- Written request A: From the article on the 1983 Spanish regional elections, reproduce the passage word for word, starting at the words "The Spanish Socialist" and ending after the words "make significant inroads.".
- Written request B: List every political party that the article on the 1983 Spanish regional elections names in full in the paragraph beginning "The Spanish Socialist Workers' Party", together with its abbreviation.
- Written request C:
Answer these questions using the article on the 1983 Spanish regional elections:
(i) How many seats in the regional parliaments were up for election, out of how many in total?
(ii) In which autonomous community did the People's Coalition secure a majority of seats?
(iii) Which other elections were held concurrently with the regional elections?

- Reading passage:
☆ ☆ ☆

1983 Spanish regional elections
| 8 May 1983 |

764 seats in the regional parliaments of Aragon, Asturias, Balearic Islands, Canary Islands, Cantabria, Castile and León, Castilla–La Mancha, Extremadura, La Rioja, Madrid, Murcia, Navarre and Valencian Community
- Regional administrations after the 1983 regional elections
| National parties PSOE AP–PDP–UL | Regional parties CiU EAJ/PNV |

= 1983 Spanish regional elections =

Regional elections were held in Spain during 1983 to elect the regional parliaments of thirteen of the seventeen autonomous communities: Aragon, Asturias, the Balearic Islands, the Canary Islands, Cantabria, Castile and León, Castilla–La Mancha, Extremadura, La Rioja, Madrid, Murcia, Navarre and the Valencian Community). 764 of 1,139 seats in the regional parliaments were up for election. The elections were held on 6 May (concurrently with local elections all across the country).

The Spanish Socialist Workers' Party (PSOE) emerged as the largest party in 11 out of the 13 autonomous communities holding elections, reaching or nearing the absolute majority in 9 (Aragon, Asturias, Castilla–La Mancha, Castile and León, Extremadura, La Rioja, Madrid, Murcia and Valencian Community) and winning a plurality in the Canary Islands and Navarre. The conservative People's Coalition (AP–PDP–UL) was victorious in the Balearic Islands and Cantabria, securing a majority of seats in the latter. The Communist Party of Spain (PCE) saw an improvement of its results over those obtained in the October 1982 general election, while other minor national parties, such as the Democratic and Social Centre (CDS) and the Liberal Democratic Party (PDL) failed to make significant inroads.

The elections resulted in the full institutionalization—for the first time in the history of Spain—of an administrative structure of political power between that of the state and of the local councils, represented in the figure of the new autonomous communities.

==Regional governments==
The following table lists party control in autonomous communities.

☆ ☆ ☆

- Source data:
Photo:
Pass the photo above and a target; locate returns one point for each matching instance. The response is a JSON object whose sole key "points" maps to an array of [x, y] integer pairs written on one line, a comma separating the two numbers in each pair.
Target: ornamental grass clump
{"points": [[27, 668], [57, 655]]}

☆ ☆ ☆

- Complete output A:
The Spanish Socialist Workers' Party (PSOE) emerged as the largest party in 11 out of the 13 autonomous communities holding elections, reaching or nearing the absolute majority in 9 (Aragon, Asturias, Castilla–La Mancha, Castile and León, Extremadura, La Rioja, Madrid, Murcia and Valencian Community) and winning a plurality in the Canary Islands and Navarre. The conservative People's Coalition (AP–PDP–UL) was victorious in the Balearic Islands and Cantabria, securing a majority of seats in the latter. The Communist Party of Spain (PCE) saw an improvement of its results over those obtained in the October 1982 general election, while other minor national parties, such as the Democratic and Social Centre (CDS) and the Liberal Democratic Party (PDL) failed to make significant inroads.

- Complete output B:
Spanish Socialist Workers' Party (PSOE)
People's Coalition (AP–PDP–UL)
Communist Party of Spain (PCE)
Democratic and Social Centre (CDS)
Liberal Democratic Party (PDL)

- Complete output C:
(i) 764 of 1,139 seats were up for election.
(ii) Cantabria.
(iii) Local elections all across the country.